Excerpted data: Begin
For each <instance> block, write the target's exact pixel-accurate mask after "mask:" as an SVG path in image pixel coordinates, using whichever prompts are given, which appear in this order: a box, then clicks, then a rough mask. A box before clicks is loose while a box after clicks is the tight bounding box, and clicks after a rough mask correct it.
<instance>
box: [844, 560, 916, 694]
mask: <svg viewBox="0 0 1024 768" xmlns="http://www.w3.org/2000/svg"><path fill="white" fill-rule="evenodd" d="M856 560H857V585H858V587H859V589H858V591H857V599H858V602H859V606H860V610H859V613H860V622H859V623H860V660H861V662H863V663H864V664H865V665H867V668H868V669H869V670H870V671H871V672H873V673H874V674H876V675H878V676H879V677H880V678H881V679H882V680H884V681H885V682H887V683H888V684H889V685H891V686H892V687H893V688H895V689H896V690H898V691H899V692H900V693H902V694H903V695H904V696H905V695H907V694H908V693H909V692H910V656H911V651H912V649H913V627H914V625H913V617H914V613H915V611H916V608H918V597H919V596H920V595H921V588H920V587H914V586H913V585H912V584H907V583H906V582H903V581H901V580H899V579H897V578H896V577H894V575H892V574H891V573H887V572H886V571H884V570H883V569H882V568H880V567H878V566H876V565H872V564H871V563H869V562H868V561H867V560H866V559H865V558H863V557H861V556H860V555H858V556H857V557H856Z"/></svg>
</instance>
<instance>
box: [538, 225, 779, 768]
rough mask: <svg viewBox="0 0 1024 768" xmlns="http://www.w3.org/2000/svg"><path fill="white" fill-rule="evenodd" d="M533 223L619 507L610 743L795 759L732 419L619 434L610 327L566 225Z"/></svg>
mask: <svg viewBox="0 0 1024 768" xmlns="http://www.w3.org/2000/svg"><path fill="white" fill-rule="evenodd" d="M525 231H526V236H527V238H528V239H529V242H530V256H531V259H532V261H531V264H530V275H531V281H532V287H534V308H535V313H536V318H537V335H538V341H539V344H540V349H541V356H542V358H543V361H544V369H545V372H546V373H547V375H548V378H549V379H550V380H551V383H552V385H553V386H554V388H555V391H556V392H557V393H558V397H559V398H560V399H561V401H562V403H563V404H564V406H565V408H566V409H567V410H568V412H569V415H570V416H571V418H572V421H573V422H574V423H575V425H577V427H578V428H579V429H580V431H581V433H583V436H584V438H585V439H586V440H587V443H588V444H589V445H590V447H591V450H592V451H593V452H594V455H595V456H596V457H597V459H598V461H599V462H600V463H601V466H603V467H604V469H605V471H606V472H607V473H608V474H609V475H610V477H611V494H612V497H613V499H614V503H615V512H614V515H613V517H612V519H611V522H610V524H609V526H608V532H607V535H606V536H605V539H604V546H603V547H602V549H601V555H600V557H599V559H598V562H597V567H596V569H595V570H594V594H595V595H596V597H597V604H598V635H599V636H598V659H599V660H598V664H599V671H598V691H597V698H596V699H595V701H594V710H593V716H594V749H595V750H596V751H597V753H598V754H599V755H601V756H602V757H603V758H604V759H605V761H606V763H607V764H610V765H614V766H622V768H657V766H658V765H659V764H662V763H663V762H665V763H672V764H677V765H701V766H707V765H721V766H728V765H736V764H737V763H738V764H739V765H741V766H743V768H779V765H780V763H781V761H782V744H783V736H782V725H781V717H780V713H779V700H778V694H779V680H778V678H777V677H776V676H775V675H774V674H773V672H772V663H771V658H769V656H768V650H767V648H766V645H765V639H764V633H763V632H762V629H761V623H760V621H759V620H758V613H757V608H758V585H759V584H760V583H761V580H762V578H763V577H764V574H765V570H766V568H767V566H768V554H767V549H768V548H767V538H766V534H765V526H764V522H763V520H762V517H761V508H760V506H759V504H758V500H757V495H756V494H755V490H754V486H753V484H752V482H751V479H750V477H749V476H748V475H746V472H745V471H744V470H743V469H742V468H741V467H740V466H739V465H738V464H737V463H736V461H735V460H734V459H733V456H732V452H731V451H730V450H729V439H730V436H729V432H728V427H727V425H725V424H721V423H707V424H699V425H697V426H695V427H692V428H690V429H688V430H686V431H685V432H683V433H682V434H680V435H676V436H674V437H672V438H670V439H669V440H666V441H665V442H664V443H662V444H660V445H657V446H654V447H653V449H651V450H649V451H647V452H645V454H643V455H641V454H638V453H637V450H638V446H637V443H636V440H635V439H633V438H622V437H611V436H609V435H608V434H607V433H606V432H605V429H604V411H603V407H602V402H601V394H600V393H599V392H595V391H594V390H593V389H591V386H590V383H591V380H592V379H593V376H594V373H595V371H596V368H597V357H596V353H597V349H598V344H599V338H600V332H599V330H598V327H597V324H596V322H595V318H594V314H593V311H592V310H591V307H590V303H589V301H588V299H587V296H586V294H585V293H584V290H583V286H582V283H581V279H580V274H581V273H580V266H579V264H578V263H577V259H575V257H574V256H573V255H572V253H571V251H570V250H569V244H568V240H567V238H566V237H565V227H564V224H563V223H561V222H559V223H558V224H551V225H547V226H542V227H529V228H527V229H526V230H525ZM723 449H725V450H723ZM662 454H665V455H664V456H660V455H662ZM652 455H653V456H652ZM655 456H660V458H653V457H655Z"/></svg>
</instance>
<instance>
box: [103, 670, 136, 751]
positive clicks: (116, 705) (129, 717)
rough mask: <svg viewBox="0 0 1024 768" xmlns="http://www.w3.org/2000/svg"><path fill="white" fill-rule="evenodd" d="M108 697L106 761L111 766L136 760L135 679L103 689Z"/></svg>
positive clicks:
Excerpted data: End
What is needed: Go through the records and gather the lines that hold "clicks".

Task output:
For each <instance> block, write the target's exact pixel-accurate mask after "mask:" as an SVG path in image pixel coordinates, using whichever prompts are given, which appear in this order: a box, then clicks, then a rough mask. A box before clicks is loose while a box after clicks is the tight bounding box, and clicks after a rough mask correct it.
positive clicks: (116, 705) (129, 717)
positive clicks:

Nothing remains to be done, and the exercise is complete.